— Start of Text block —
PopCulture25YL – March 1994: Madonna vs. Letterman, The Crow Soundtrack

David Letterman behind his desk

This month in PopCulture25YL, we’re taking a look at the music, shows, video games, and whatever else we want from the month that was March of 1994.

VHS In the VCR

Revisiting Madonna’s 1994 David Letterman Appearance   by Jason Sheppard

“Our first guest tonight is one of the biggest stars in the world, and in the past 10 years she has sold over 80 million albums, starred in countless films and slept with some of the biggest names in the entertainment industry.”

With that introduction by David Letterman, on March 31st, 1994, world-wide mega-star Madonna walked out on stage of the Ed Sullivan Theater while Paul Schaffer and the CBS orchestra played “Holiday” for her entrance.

In Madonna’s hand was what appeared to be a cloth item of some sort which she handed to Dave while he was standing to greet the smiling star.

The item was a pair of her underwear which she goaded Dave into smelling (he didn’t.)  Dave kept goading her into kissing a male audience member who very much wanted one (she didn’t.) After this, what unfolded was one of the most memorable and uncomfortable interviews in TV history.

“I’m only here because there isn’t a Knicks game. Don’t get excited,” the star began and with that opening comment, the audience immediately expressed their displeasure at the harmless but stinging insult. It didn’t get any better.

After numerous references to her underwear, her reported dating several members in the NBA (she was actually rumored to be dating the late rapper Tupac Shakur at the time) and her sex life some more, less than two minutes after she sat down, Madonna pointedly said to David Letterman, “You know, you really are a sick f–k!” This unexpected pronouncement caused the audience to scream and cheer while Paul and the band playfully struck some more musical notes from “Holiday.”

In fact, I can’t recall a Letterman audience scream like that since the second appearance of Peggy the foul-mouth chambermaid.
— End of Text block —
— Start of Provided records —
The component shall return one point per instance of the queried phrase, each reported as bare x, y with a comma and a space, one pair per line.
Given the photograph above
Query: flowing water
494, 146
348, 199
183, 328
— End of Provided records —
Tasks »
1. In the Madonna article, reproduce the passage starting at "With that introduction" and ending at "in TV history.", substituting "socks" for "underwear".
2. According to the Madonna article, why did the audience express displeasure right after Madonna started talking?
3. In the Madonna article, what song did Paul Schaffer and the CBS orchestra play for her entrance?
The lines have no connection to the text.

Task-by-task solutions »
1.
With that introduction by David Letterman, on March 31st, 1994, world-wide mega-star Madonna walked out on stage of the Ed Sullivan Theater while Paul Schaffer and the CBS orchestra played “Holiday” for her entrance.

In Madonna’s hand was what appeared to be a cloth item of some sort which she handed to Dave while he was standing to greet the smiling star.

The item was a pair of her socks which she goaded Dave into smelling (he didn’t.)  Dave kept goading her into kissing a male audience member who very much wanted one (she didn’t.) After this, what unfolded was one of the most memorable and uncomfortable interviews in TV history.

2. Her opening comment was that she was only there because there wasn't a Knicks game and that no one should get excited. The article calls this a harmless but stinging insult.

3. "Holiday"